» Фрагмент источника:
++++

«Комендант должен наблюдать день и ночь за охраной порученной ему пленницы, назначая и проверяя приставленный к ней караул. Никто не должен проникать в крепость без ведома коменданта, капитана Гейнекена. Ни майор, ни капитан Гейнекен не должны оставаться с графиней наедине, но всегда вдвоем. Им запрещено с ней обедать. По ее желанию она может посещать церковь, но при этом ни с кем не разговаривать. Прогулки в саду она может совершать в сопровождении майора и капитана, но при этом у входа в сад следует поставить караул. Графине можно доставлять все для нее потребное, но при том следует тщательно осматривать ее книги, одежду и белье. Чернила, бумагу и перо ей иметь дозволяется, наблюдая за тем, чтоб она никаких писем без ведома майора не отсылала. Лица, имеющие с ней деловые переговоры, могут допускаться в присутствии коменданта. Деньги графине в руки не давать; они должны храниться у капитана Гейнекена. Оружие держать при себе графине запрещено. Ночью лейтенант должен оставаться при карауле и ему предписывается совершать обход каждые два часа. С графиней следует обращаться вежливо и предупредительно».

++++

Установите, согласуются ли с фрагментом источника следующие утверждения, и для каждого ответьте «да» или «нет», приведя точную цитату, которая это решает. (а) Графине разрешено иметь чернила, бумагу и перо. (б) Деньги графини должны храниться у майора. (в) Ночью лейтенант обязан совершать обход каждый час.

» Сохраненные данные:

++++

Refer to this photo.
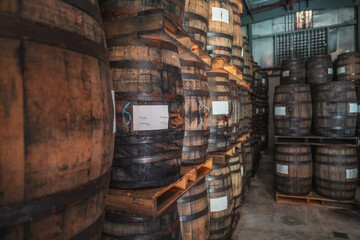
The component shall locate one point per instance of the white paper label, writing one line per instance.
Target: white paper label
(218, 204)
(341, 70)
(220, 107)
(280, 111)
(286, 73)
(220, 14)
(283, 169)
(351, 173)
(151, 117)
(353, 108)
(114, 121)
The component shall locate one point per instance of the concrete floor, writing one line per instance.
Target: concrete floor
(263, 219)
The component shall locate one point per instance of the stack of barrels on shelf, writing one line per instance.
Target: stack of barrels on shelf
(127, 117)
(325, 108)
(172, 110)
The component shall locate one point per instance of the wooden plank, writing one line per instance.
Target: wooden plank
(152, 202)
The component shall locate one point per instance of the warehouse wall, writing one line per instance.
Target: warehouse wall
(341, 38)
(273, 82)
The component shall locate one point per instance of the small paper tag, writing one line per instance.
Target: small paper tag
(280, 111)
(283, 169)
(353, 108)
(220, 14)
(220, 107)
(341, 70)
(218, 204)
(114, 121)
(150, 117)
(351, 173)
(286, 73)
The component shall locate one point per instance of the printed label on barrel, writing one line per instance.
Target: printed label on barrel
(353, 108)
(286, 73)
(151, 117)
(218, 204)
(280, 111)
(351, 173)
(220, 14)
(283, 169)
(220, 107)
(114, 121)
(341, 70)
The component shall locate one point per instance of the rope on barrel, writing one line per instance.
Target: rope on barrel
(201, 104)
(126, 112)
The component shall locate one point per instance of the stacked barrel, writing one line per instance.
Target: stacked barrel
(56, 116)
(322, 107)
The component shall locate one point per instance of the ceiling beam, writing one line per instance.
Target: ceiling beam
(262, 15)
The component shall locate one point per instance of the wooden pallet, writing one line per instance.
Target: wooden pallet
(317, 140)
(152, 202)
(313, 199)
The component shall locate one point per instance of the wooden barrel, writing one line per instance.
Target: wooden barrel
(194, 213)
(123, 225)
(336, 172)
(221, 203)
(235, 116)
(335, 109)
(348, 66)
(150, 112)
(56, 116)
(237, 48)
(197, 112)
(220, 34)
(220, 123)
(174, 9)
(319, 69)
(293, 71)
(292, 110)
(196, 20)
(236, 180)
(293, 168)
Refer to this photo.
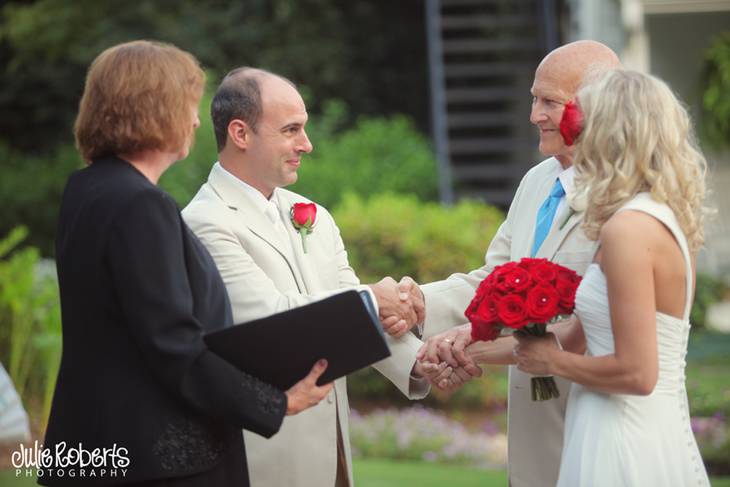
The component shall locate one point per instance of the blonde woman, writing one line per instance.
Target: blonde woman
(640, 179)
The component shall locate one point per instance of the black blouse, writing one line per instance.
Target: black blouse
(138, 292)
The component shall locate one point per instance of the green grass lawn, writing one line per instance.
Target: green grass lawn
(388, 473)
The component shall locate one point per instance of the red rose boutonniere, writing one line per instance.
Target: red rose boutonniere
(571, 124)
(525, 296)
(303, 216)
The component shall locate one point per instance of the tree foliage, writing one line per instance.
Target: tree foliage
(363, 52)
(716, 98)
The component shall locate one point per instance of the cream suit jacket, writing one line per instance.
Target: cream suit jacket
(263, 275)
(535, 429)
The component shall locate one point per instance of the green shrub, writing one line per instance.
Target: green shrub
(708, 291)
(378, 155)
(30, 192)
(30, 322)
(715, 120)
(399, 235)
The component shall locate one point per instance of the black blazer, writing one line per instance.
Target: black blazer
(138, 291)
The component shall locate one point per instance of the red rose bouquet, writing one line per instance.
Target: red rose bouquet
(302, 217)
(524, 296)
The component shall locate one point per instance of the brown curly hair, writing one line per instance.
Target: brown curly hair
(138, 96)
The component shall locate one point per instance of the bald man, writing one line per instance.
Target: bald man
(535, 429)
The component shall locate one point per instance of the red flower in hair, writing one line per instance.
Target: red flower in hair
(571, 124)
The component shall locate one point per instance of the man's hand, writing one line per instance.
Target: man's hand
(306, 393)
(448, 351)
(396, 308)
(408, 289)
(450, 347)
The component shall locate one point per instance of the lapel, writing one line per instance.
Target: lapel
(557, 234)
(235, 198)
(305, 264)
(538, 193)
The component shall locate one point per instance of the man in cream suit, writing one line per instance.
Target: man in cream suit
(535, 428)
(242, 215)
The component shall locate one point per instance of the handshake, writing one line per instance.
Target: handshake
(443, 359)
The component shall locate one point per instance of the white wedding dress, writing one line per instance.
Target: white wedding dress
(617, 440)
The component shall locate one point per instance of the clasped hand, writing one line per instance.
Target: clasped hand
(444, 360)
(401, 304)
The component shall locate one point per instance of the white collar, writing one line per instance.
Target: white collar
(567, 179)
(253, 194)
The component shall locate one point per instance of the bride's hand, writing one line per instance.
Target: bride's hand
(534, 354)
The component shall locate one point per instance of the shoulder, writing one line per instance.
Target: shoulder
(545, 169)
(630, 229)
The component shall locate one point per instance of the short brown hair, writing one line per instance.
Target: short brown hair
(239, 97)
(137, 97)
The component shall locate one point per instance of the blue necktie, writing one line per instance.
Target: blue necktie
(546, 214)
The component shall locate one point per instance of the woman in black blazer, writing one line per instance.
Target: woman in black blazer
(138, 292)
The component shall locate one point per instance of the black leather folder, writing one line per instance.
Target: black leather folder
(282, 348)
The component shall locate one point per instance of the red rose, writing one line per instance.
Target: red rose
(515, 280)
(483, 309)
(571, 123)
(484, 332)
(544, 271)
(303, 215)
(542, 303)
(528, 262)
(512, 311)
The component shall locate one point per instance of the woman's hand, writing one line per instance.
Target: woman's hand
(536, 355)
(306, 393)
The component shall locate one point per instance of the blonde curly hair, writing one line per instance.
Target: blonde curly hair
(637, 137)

++++

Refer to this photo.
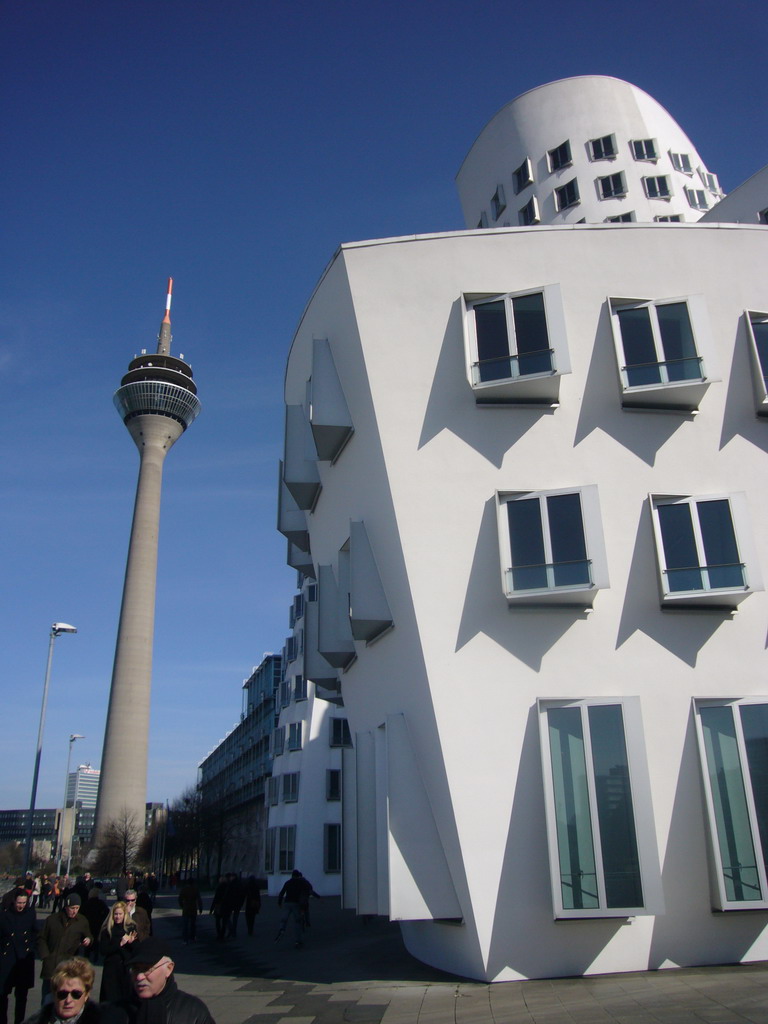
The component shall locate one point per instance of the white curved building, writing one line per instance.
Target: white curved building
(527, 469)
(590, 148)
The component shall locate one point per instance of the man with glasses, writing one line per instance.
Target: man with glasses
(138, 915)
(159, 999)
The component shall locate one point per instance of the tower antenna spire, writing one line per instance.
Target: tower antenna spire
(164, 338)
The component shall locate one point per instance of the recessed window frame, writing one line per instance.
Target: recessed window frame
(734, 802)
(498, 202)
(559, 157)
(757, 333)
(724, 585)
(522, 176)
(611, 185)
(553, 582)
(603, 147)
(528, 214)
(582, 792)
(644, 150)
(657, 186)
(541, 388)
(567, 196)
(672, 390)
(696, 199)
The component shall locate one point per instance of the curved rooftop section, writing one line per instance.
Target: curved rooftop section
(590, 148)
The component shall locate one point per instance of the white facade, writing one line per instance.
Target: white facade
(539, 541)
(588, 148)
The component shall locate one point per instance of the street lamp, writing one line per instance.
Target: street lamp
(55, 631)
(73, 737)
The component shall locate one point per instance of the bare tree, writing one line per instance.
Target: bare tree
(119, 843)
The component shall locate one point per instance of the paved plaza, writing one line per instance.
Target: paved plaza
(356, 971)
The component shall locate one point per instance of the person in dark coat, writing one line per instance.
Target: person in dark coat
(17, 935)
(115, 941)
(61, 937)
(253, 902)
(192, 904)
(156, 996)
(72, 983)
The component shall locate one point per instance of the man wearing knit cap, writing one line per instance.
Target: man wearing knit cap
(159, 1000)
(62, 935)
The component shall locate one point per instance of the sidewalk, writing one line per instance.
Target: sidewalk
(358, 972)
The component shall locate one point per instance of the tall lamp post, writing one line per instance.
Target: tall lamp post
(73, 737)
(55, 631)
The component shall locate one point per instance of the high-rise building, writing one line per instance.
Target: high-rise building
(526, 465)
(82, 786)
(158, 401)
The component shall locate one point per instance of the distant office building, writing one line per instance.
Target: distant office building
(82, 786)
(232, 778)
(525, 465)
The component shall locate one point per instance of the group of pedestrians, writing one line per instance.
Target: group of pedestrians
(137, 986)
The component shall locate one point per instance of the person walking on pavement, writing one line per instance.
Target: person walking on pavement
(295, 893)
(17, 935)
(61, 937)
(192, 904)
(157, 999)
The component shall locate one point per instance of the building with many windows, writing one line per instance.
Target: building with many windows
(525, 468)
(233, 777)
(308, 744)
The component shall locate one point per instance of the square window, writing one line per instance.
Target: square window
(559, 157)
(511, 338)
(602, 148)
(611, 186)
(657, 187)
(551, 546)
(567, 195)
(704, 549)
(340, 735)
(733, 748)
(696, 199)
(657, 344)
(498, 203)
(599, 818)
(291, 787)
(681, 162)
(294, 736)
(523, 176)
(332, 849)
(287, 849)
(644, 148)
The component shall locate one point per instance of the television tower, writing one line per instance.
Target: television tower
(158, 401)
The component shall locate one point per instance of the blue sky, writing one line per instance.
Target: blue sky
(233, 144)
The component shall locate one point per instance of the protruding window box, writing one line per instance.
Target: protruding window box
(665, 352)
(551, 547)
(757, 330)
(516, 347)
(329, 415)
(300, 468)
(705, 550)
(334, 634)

++++

» Решение задачи:
(а) Да: «Чернила, бумагу и перо ей иметь дозволяется».
(б) Нет: «они должны храниться у капитана Гейнекена».
(в) Нет: «ему предписывается совершать обход каждые два часа».